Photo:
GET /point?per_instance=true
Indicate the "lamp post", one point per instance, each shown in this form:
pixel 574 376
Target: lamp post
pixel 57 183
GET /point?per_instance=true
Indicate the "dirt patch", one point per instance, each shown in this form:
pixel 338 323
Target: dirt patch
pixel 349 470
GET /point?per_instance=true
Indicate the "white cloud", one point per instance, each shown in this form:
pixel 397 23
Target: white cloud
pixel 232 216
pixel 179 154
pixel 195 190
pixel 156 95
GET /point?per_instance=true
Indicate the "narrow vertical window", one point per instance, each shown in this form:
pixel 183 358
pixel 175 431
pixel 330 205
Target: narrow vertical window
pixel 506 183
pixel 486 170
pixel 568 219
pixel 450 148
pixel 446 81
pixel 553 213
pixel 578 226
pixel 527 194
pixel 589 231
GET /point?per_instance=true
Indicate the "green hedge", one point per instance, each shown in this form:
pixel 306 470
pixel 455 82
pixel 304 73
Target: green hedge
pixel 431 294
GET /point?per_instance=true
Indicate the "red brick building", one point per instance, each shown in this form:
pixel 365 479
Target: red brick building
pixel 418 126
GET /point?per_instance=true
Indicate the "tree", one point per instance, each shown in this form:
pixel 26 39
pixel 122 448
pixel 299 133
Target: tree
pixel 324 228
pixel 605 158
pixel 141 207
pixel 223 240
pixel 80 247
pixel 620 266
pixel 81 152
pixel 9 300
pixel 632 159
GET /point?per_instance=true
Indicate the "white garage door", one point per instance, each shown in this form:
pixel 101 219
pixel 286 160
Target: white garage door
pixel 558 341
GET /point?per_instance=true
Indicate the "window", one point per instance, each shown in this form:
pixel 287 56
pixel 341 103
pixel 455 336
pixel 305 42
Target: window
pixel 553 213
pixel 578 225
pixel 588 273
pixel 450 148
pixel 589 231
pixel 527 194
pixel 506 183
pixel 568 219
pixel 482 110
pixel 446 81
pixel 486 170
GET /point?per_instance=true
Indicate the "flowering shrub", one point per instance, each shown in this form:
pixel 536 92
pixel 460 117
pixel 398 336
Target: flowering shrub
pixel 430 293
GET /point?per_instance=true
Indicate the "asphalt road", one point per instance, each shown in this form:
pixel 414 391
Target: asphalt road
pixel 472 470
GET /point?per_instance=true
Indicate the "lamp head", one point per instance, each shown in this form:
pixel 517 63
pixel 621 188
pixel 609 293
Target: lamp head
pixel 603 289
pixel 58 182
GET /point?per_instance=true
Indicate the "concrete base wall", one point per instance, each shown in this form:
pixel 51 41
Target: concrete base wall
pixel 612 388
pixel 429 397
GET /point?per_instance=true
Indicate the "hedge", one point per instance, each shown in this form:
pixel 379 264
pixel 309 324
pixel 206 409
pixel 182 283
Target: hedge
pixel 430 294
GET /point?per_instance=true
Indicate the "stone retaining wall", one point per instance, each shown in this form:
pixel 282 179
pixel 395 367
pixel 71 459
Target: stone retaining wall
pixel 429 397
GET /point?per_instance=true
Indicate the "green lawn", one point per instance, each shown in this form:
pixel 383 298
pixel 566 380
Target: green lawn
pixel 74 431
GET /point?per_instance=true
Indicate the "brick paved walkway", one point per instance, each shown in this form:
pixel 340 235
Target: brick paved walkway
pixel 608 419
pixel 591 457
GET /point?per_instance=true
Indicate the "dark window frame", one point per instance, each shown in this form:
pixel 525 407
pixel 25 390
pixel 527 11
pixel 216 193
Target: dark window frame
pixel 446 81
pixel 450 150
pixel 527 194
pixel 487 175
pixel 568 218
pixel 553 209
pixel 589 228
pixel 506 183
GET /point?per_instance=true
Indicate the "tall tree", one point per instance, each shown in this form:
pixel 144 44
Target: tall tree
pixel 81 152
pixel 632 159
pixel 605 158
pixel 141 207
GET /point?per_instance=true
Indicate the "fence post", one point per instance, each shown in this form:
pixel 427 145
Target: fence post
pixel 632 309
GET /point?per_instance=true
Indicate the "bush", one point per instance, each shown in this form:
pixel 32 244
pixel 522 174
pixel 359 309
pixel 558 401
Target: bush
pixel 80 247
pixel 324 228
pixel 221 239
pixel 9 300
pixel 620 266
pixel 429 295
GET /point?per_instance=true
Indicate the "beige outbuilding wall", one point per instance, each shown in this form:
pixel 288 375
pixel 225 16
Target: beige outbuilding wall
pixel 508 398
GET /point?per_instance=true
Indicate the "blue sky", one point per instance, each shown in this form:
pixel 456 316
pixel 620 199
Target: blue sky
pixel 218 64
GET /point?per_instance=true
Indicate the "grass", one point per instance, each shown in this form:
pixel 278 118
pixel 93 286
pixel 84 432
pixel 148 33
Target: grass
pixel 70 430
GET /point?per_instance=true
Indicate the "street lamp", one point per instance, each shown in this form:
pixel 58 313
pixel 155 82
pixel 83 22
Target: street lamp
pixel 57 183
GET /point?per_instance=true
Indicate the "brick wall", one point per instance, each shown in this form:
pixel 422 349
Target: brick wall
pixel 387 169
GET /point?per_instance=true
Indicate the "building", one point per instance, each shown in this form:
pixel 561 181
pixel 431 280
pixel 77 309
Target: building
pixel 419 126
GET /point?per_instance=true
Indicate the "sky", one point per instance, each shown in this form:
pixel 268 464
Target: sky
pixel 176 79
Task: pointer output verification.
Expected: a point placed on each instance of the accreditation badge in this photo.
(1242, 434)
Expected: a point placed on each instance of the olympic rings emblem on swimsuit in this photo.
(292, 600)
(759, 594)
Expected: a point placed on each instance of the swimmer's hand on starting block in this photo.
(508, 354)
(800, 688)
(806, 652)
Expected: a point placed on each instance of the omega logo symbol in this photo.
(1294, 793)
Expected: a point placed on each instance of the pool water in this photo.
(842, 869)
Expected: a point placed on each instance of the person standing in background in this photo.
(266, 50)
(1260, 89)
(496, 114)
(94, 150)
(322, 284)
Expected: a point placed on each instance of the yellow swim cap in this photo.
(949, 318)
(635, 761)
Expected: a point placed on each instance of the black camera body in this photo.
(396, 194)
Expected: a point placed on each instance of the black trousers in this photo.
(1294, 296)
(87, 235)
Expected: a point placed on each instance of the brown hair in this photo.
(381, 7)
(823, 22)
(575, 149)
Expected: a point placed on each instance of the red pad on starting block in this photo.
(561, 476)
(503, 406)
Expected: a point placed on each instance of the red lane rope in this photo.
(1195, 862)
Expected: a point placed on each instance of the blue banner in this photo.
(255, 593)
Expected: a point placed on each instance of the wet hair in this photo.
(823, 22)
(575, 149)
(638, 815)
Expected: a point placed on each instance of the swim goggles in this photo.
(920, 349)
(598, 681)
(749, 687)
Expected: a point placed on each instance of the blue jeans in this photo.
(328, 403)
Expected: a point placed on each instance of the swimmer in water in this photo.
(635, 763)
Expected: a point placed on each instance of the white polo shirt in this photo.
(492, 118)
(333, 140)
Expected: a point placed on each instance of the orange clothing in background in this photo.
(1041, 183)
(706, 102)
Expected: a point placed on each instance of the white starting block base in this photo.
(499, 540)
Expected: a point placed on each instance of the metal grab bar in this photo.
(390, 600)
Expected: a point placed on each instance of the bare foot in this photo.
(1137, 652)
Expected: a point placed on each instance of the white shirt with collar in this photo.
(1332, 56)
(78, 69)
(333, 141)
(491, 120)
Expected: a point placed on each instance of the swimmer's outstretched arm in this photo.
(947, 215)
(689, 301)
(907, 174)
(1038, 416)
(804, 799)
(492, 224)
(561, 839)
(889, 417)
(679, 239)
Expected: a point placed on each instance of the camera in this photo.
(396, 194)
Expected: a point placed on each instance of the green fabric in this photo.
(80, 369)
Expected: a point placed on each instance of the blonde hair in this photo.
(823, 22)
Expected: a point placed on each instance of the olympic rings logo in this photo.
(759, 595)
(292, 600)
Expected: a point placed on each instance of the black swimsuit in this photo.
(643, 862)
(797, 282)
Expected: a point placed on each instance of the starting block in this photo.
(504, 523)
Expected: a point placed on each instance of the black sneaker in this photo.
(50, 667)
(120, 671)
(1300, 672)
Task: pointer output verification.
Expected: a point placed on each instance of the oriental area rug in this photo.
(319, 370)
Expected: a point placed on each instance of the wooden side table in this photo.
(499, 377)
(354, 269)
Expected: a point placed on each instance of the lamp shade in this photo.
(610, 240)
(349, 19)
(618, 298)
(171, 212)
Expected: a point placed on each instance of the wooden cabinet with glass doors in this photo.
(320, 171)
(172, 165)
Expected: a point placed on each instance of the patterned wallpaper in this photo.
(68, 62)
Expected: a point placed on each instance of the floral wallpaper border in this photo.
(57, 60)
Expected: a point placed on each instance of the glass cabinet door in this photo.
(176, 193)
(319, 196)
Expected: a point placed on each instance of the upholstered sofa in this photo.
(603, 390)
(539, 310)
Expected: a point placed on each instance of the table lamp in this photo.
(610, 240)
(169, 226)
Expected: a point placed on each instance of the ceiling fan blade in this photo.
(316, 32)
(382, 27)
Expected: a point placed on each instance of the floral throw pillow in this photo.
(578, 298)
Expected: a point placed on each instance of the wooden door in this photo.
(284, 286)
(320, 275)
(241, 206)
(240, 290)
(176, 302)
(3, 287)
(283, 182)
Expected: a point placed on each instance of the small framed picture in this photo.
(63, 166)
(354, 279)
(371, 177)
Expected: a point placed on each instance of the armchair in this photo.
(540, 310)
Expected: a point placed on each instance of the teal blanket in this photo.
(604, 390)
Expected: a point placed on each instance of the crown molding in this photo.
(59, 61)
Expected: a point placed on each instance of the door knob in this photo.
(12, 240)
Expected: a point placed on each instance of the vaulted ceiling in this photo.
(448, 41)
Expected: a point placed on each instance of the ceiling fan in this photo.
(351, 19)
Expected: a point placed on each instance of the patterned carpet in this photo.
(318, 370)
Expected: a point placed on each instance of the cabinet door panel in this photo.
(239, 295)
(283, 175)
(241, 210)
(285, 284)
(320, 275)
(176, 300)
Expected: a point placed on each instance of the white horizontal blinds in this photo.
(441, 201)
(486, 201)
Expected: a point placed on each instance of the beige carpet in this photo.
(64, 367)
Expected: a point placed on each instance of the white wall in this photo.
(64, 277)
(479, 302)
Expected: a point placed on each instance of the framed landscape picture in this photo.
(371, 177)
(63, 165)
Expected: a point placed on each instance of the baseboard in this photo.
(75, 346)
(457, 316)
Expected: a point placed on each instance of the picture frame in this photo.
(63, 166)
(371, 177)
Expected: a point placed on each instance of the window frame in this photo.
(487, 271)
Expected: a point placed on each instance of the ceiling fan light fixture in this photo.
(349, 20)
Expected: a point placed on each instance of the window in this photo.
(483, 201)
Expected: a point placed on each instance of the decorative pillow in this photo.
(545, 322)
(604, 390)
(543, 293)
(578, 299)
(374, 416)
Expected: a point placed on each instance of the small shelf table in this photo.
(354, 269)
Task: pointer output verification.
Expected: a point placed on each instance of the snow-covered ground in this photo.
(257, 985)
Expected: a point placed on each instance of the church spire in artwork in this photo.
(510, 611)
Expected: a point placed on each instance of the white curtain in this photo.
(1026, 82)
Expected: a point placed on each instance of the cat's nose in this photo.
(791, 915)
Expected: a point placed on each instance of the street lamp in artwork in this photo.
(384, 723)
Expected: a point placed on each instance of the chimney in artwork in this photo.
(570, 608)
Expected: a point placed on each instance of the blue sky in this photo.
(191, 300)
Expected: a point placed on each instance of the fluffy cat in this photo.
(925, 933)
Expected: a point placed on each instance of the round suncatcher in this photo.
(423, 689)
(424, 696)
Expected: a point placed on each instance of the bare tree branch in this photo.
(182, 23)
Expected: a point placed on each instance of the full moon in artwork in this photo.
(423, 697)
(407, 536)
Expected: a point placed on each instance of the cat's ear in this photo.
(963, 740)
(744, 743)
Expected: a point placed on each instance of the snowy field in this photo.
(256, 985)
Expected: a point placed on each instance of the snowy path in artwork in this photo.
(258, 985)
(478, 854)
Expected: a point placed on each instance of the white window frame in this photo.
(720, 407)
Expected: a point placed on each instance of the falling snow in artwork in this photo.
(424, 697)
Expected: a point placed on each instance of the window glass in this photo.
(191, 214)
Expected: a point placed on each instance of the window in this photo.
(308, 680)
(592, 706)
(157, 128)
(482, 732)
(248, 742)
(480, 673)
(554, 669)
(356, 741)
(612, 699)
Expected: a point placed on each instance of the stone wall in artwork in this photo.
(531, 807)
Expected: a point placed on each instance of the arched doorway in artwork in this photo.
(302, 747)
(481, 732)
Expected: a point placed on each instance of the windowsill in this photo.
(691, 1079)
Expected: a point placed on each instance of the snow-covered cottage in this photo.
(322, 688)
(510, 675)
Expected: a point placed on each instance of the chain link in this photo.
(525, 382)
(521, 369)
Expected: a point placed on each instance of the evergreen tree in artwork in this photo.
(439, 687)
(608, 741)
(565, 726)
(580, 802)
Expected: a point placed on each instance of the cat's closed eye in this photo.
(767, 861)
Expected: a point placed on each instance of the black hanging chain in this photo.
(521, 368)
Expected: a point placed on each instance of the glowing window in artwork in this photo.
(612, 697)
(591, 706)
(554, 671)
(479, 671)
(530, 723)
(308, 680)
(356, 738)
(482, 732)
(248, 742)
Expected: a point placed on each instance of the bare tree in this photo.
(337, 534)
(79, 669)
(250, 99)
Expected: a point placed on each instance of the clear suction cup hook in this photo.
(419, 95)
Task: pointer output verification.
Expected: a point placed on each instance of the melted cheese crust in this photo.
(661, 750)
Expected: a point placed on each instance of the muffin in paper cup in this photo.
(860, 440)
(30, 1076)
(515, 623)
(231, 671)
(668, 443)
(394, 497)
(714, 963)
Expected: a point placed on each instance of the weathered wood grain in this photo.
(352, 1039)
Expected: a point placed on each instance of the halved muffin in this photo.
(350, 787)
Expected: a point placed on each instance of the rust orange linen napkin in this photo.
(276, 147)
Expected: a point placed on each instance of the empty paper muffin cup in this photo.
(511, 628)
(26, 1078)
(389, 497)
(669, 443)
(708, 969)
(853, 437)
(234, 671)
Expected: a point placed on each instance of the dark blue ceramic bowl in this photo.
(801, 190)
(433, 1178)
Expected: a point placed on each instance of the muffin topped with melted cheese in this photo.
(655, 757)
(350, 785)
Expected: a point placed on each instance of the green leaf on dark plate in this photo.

• **TASK TO CARRY OUT**:
Leave out every line after the one with "pixel 338 323". Reproduce the material above exactly from its first line through that line.

• **PROBLEM SOLUTION**:
Photo:
GET /point?per_instance=true
Indicate the "lamp post", one point per instance, each shown in this form:
pixel 574 376
Target: lamp post
pixel 57 183
GET /point?per_instance=true
Indicate the "dirt patch", one point per instance, each shown in this form:
pixel 338 323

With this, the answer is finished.